-- Supplied material follows --
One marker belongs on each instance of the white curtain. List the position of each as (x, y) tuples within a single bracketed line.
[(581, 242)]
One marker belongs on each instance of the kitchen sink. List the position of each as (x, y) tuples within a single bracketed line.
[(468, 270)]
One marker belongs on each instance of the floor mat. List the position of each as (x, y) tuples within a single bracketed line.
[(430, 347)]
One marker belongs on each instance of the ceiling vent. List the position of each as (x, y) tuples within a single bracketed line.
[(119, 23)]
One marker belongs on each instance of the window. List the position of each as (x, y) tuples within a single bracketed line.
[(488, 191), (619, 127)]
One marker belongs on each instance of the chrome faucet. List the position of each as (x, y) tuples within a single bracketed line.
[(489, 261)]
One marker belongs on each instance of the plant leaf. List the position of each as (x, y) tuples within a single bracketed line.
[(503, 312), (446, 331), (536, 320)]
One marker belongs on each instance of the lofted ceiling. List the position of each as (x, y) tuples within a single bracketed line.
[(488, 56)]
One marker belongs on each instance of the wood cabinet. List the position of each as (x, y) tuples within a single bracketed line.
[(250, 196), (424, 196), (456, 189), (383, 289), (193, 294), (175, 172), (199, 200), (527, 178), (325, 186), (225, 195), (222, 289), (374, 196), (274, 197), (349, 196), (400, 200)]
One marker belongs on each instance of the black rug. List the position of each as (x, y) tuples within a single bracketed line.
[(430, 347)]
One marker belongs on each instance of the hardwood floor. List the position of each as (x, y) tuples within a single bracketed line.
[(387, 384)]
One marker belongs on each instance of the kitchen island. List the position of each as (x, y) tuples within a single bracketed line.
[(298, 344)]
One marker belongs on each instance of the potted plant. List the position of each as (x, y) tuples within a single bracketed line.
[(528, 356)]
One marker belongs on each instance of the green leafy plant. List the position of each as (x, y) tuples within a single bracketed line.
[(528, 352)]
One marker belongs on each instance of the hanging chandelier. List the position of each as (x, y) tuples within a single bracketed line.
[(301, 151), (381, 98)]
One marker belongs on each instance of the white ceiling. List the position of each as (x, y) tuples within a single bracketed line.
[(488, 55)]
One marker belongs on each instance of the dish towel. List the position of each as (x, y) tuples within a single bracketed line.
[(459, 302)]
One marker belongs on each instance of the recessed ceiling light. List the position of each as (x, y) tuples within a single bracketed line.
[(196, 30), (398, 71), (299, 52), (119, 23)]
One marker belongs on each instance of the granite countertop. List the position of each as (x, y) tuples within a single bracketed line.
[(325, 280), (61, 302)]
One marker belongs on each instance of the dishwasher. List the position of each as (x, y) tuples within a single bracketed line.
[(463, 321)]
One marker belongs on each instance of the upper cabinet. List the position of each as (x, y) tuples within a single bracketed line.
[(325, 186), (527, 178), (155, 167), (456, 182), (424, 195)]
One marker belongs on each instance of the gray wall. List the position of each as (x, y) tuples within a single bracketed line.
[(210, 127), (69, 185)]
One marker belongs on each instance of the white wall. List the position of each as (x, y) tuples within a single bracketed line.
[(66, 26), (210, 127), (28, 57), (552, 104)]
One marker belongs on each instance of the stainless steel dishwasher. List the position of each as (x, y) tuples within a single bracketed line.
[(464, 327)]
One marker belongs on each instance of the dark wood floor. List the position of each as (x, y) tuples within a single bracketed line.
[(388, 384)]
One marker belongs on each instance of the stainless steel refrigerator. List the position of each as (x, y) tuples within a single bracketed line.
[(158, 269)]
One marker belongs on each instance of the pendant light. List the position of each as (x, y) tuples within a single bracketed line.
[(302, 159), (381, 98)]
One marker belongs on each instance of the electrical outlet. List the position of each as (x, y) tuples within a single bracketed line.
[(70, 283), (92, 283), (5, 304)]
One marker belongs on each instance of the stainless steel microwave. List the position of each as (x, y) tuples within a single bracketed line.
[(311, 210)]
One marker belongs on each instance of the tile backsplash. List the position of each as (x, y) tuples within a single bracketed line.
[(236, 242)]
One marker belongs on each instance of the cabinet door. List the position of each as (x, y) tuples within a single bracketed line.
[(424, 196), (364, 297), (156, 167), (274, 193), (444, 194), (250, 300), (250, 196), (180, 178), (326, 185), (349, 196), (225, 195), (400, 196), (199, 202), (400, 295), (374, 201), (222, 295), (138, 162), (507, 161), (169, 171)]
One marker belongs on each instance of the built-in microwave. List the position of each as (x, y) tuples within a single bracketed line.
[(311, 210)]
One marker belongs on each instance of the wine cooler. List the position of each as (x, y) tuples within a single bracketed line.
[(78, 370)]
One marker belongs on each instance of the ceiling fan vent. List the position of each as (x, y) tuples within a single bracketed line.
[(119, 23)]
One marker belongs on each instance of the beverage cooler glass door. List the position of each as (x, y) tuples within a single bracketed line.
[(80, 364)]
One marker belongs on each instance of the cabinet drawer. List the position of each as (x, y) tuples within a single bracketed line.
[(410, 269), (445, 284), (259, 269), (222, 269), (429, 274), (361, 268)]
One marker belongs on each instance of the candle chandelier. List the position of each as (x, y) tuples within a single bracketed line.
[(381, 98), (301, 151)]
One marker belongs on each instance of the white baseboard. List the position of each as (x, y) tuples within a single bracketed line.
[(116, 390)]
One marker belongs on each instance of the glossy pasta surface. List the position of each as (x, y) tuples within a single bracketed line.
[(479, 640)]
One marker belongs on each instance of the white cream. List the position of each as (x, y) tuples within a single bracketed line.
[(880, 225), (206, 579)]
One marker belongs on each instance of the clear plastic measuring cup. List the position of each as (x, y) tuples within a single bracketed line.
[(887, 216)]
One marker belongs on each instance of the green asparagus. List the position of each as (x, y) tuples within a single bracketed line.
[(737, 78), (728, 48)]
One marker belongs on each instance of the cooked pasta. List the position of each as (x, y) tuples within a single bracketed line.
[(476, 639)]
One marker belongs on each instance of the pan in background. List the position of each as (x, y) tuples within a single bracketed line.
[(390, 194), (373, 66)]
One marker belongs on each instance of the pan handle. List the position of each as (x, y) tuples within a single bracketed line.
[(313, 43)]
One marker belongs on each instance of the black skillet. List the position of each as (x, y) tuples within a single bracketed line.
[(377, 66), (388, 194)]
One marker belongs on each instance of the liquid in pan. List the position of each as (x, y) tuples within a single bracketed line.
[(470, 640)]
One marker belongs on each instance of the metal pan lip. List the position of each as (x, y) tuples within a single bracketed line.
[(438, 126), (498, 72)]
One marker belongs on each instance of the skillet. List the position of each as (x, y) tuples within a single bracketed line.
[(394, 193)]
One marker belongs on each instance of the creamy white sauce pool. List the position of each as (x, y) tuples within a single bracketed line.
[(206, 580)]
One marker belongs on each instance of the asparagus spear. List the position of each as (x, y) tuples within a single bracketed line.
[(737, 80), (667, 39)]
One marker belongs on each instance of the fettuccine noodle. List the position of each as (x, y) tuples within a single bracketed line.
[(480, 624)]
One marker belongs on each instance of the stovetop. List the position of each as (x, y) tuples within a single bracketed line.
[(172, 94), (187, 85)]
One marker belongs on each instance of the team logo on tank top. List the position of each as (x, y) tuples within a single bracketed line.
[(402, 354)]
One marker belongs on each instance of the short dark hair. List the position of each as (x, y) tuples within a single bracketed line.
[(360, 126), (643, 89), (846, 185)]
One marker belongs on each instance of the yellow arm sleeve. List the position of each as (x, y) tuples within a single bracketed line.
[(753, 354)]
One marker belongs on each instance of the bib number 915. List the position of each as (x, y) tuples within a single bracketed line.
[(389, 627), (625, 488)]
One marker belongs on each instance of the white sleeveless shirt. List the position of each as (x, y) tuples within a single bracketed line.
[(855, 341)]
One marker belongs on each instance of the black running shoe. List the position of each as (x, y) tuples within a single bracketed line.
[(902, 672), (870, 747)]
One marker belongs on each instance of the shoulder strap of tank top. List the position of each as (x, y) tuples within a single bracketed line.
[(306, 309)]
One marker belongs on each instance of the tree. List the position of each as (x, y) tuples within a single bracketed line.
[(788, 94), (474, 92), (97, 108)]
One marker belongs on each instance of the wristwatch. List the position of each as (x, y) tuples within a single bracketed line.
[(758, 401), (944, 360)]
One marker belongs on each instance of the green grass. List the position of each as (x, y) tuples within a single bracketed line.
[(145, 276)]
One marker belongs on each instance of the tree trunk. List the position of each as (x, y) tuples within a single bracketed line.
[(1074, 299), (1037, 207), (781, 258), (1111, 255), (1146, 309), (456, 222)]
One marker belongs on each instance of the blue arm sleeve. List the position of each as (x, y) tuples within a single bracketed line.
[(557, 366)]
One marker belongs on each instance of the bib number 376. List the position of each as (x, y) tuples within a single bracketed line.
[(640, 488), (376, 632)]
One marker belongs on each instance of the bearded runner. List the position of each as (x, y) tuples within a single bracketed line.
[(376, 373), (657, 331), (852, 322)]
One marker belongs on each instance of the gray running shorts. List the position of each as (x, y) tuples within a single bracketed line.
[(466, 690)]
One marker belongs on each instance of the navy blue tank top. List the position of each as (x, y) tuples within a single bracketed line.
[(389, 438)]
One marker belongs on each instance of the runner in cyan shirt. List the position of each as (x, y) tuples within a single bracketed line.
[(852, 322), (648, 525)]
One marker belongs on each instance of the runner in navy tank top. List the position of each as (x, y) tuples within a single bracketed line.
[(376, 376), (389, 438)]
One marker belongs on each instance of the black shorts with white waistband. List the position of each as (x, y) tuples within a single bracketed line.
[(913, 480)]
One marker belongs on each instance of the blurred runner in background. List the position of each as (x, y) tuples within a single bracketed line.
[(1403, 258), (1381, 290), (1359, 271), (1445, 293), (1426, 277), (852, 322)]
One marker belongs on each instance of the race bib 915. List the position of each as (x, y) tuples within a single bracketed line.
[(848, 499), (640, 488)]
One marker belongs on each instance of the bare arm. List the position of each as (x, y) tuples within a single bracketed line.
-- Supplied material concluded --
What this task involves:
Output the line containing "One marker belongs on each instance of the blurred" and each line after it through the close of the entries, unchanged and with no other lines.

Solution to the problem:
One marker belongs on each instance of the blurred runner in background. List the position of each as (x, y) tuples within a single bracketed line.
[(1403, 258), (1381, 290), (1359, 271), (1445, 293), (1426, 277), (852, 322)]
One marker belongs on each instance of the race bib 915. List the position of each as (x, y) tuples within a single bracketed line.
[(848, 499), (640, 488)]
One marker belongs on each instance of the bare arm. List the position of each as (x, y) tuples within a single bracketed line.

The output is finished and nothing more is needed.